GOAL OF THE EXERCISE. Repeat, exactly and alone, every line from the line that contains "on the rooftop" to the end of the entries.

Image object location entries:
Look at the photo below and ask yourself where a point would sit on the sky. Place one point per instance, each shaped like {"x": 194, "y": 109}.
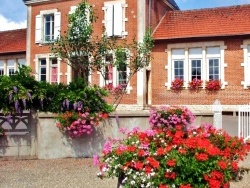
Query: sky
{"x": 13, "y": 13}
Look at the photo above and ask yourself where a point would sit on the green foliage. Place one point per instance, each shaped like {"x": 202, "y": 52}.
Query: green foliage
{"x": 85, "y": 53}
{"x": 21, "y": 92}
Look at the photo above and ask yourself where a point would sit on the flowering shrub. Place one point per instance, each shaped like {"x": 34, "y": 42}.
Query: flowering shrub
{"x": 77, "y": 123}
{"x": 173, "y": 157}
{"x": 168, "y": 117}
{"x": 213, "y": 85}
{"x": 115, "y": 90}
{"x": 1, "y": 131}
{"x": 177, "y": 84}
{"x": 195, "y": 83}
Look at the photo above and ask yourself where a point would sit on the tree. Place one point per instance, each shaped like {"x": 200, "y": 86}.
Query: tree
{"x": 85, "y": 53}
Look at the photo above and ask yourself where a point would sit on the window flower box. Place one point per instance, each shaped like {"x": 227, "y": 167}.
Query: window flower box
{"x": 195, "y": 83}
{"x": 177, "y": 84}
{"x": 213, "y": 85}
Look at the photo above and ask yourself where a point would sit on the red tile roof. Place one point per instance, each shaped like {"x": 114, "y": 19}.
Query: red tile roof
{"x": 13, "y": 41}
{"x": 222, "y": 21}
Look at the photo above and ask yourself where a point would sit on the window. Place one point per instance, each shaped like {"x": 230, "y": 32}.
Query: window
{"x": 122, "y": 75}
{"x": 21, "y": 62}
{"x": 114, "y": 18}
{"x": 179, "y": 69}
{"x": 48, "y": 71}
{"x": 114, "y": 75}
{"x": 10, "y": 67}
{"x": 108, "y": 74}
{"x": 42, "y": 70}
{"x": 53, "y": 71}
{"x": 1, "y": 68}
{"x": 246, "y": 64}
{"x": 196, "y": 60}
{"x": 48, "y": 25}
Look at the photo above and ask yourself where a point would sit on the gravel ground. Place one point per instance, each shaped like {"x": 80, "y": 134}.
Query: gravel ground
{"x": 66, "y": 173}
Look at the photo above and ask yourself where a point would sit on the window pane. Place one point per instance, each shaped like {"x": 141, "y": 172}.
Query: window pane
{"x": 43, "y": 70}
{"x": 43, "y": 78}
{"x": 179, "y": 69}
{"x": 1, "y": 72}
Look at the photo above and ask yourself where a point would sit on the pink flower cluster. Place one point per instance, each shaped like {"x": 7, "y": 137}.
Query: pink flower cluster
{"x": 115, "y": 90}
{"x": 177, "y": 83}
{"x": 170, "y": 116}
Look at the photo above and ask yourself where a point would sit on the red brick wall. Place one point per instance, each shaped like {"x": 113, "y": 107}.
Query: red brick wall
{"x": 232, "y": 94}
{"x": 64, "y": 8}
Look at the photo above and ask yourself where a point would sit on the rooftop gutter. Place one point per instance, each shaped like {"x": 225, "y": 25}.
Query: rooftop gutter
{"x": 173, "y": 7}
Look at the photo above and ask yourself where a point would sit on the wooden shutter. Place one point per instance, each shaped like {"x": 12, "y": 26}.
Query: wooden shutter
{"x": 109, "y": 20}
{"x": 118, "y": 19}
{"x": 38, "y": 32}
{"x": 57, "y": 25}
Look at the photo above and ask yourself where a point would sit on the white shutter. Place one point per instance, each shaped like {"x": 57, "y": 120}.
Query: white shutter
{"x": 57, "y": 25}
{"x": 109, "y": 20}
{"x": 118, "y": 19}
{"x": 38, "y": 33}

THE ANSWER.
Look at the photo above and ask yourself where a point would sit on the rooftop gutter. Place one point per instance, each shaped like {"x": 225, "y": 25}.
Query: rooftop gutter
{"x": 173, "y": 7}
Look at the photo above and ask yourself where a point would sit on the wooden shutter. Place one point per instance, each shaped like {"x": 12, "y": 26}.
Query: wooden shutter
{"x": 109, "y": 20}
{"x": 118, "y": 19}
{"x": 38, "y": 32}
{"x": 57, "y": 25}
Look at the photo above and ask yourself where a point would sit on the white shutter. Place one point per instance, each shaped like {"x": 57, "y": 120}.
Query: white shutter
{"x": 57, "y": 25}
{"x": 109, "y": 20}
{"x": 118, "y": 19}
{"x": 38, "y": 33}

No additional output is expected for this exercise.